• **EXERCISE PASSAGE**:
Posted on 04/10/2005 11:55:32 AM PDT by Sarah
European Directive Against Vitamins & Minerals First 300 key vitamins and minerals axed, now 5 000 supplements banned by "insane" EU Directive. Sam Burcher reports on the right to freedom for the £1.6 billion alternative health industry.
The Alliance of Natural Health (ANH) is set to legally challenge the contentious EU Directive on Food Supplements (FSD). The FSD passed into European law in July 2002 and effectively brings about a ban on 300 nutrients included in 5 000 health products, most of which are in dietary supplements closest to food forms.
In July this year, the House of Commons Standing Committee for FSD Regulations met and voted the Food Supplement Directive through into English, Scottish and Welsh law. Dr Robert Verkerk, executive director of London-based ANH hopes a successful challenge would result in the FSD being overturned by all EU states.
The ANH represent the interests of a number of organisations including the British Association of Complimentary Medicine and the British Society for Allergy Environmental and Nutritional Medicine as well as a number of independent manufactures, suppliers and distributors of vitamins and minerals. Together they suggest the existing Directive be replaced with a revised FSD that allows for high quality, effective supplements across the whole of Europe. This would effectively harmonise to good standards, not bad ones.
Three other Directives concerning Herbal Medicine, Novel Foods and EU Medicines are under consideration, but have not yet been ratified into UK law. The appropriation of traditional products is likely to increase with food supplements, food substances and food/beverages (health drinks and fruit juices) suppressed by EU Directives repackaged as "Nutraceuticals" and sold by pharmaceutical companies. (See box 1)

• **TASKS TO COMPLETE**:
A – Copy the part of the article on the EU supplements directive from "The ANH represent" up to and including "not bad ones.".
B – Write a continuation of the article on the EU Food Supplements Directive, starting after its last sentence.
The material after this article is separate from it.

• **DATA EXCERPT**:
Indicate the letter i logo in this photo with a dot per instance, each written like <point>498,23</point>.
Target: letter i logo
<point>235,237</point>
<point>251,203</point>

• **ANSWERS PER TASK**:
A –
The ANH represent the interests of a number of organisations including the British Association of Complimentary Medicine and the British Society for Allergy Environmental and Nutritional Medicine as well as a number of independent manufactures, suppliers and distributors of vitamins and minerals. Together they suggest the existing Directive be replaced with a revised FSD that allows for high quality, effective supplements across the whole of Europe. This would effectively harmonise to good standards, not bad ones.

B –
Two Labour MPs have voiced concerns about the way the Regulations were voted through by the Standing Committee. Kate Hoey MP (Vauxhall) revealed what happened: "I was a member of this committee until I said, very honestly, that I would vote against the regulations." She was, together with five other MPs, "unceremoniously removed" from the committee the night before the vote took place and replaced with MPs who voted in favour of the FSD.
According to Kate Hoey, this gives a clear message that the government cares more for the pharmaceutical industry that it does about ordinary people. Her views are shared by Jeremy Corbyn MP (Islington), he said: "The FSD is a product of ruthless lobbying tactics by the pharmaceutical industry which is not keen on the diversity of supply of vitamin supplements available in health food shops." He backs the ANH move to legally challenge the Directive.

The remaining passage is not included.